**EXCERPTED PASSAGE**
>> START

I recommend careful consideration of methodological and epistemological dimensions to be taken into account when researching contemporary rural African societies. I have shown that conventional approaches have limitations especially vis-à-vis local cosmology, indigenous belief systems, cultural symbols and rituals. Accordingly, this study recommends participatory action research (PAR) for indigenous rural communities. As stated in my methodological chapter, the JIPEMOYO project shows one effective way of how to engage with rural communities in Tanzania (Jerman, 1997).

PAR inter alia will help future researchers to be able to learn how the people at the grassroots construct and interpret the social life symbolically based on their local cosmological understanding of the universe. This is because symbols and rituals have communicative functions in indigenous African societies (Swantz, 1986). This means that symbols and rituals potentially serve as a means for creating social space for the Hayan elderly, and in so doing, enhance the re-vitalization of the indigenous social safety nets for the well-being of that cohort.

I urge policy makers and those conducting research in Tanzania to learn from the Finnish and European historical experiences. Inspiration could be taken from the use of the Kalevala in Finland, where rural communities were written into the national narrative in form of folk poetry. This is not unlike the 19th century, when researchers teamed up with rural communities in other parts of Europe. It is time for African scholars and researchers to come together with rural communities in a similar fashion to more readily put into practice the wealth of indigenous knowledge and use it for the social development and wellbeing of the rural elderly.

>> END

**DATA PROVIDED**

>> START

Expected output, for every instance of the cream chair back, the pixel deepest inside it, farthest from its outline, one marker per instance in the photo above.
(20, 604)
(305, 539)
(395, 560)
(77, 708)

>> END
>> START

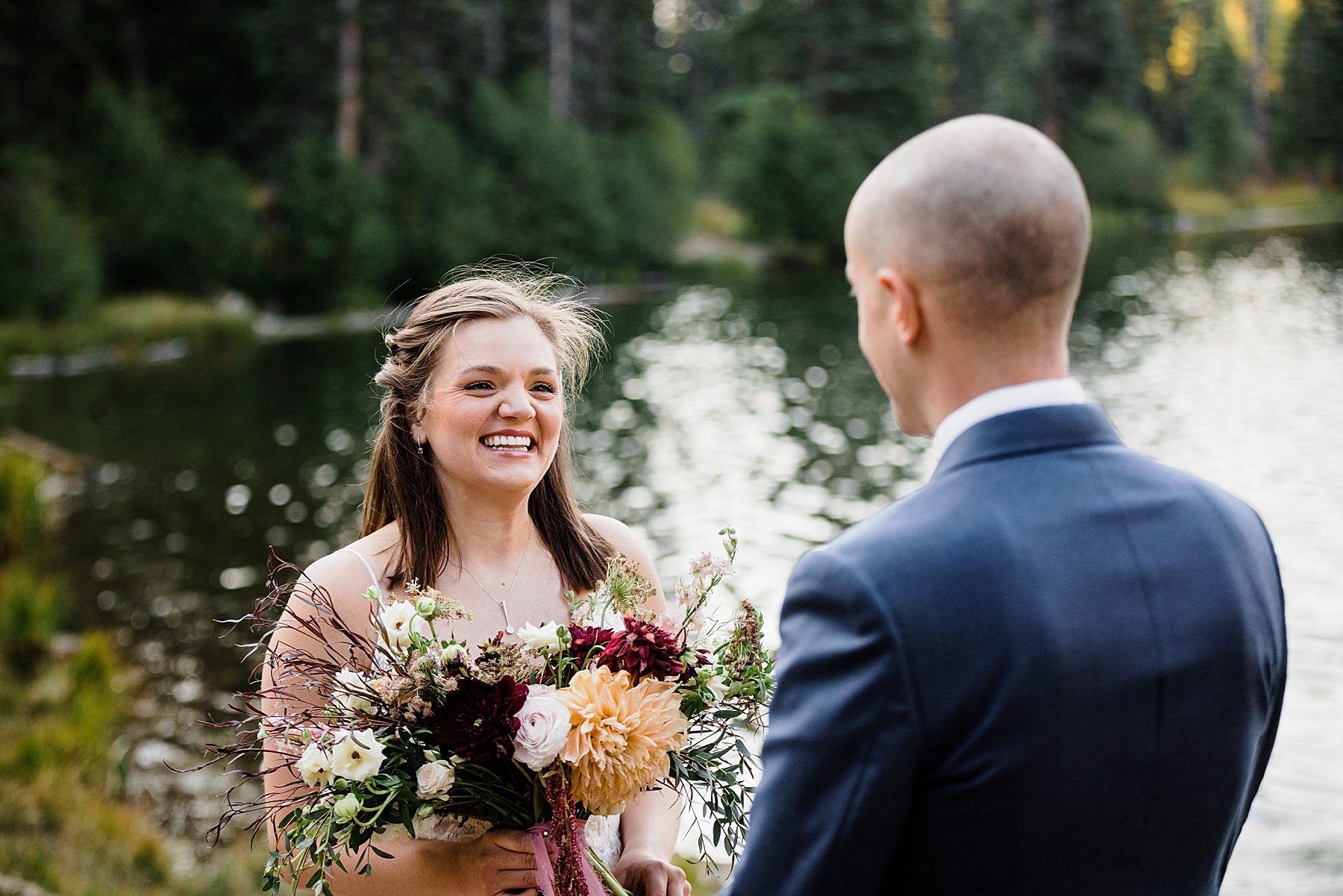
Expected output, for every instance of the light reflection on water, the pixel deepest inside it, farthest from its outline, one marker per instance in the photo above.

>> END

Set down, word for word, the part of the passage on researching rural Tanzania that opens with the words containing "I urge policy" and closes with "the rural elderly.".

I urge policy makers and those conducting research in Tanzania to learn from the Finnish and European historical experiences. Inspiration could be taken from the use of the Kalevala in Finland, where rural communities were written into the national narrative in form of folk poetry. This is not unlike the 19th century, when researchers teamed up with rural communities in other parts of Europe. It is time for African scholars and researchers to come together with rural communities in a similar fashion to more readily put into practice the wealth of indigenous knowledge and use it for the social development and wellbeing of the rural elderly.